ASSIGNMENT - Tally the lines in the material below that hold the string "garage" and report the tally alone.

##### SOURCE INFORMATION

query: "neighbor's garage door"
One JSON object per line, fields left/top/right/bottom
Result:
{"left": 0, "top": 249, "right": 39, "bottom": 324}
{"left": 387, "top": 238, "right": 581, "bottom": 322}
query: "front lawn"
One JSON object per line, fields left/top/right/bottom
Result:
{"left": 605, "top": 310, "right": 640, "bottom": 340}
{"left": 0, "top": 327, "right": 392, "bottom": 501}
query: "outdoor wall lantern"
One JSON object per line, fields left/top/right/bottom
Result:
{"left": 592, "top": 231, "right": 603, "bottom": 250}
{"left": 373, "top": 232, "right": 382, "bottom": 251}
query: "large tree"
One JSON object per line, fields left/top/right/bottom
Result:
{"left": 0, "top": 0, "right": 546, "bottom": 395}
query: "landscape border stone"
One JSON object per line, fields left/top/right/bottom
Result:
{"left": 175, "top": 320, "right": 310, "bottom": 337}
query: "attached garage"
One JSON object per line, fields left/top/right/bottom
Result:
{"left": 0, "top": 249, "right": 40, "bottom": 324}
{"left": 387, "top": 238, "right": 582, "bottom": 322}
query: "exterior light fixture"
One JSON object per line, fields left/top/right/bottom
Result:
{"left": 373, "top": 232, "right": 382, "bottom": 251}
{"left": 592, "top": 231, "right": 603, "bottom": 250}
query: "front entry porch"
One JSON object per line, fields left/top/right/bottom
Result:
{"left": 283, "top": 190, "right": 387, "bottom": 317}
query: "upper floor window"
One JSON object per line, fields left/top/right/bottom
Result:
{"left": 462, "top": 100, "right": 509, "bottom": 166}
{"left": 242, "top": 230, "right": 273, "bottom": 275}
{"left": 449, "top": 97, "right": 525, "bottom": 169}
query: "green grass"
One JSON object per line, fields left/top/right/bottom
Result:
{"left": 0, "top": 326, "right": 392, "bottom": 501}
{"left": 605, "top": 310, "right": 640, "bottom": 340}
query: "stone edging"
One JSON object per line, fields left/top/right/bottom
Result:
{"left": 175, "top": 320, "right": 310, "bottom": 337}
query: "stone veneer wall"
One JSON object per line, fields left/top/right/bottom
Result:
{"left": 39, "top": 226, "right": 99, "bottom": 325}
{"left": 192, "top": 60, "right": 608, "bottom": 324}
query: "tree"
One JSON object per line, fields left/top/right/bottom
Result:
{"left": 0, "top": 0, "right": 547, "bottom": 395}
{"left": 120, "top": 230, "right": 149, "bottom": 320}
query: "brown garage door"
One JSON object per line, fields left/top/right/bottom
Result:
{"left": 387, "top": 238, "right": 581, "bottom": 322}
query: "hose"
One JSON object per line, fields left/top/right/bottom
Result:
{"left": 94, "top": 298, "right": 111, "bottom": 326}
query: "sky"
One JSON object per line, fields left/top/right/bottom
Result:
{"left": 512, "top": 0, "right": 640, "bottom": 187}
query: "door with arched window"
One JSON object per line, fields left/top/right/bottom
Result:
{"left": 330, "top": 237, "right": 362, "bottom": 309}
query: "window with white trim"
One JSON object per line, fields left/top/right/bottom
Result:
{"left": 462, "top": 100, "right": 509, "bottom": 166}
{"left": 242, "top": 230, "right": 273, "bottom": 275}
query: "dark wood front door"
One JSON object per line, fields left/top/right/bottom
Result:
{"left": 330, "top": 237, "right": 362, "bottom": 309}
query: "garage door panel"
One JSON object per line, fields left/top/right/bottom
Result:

##########

REPLY - 4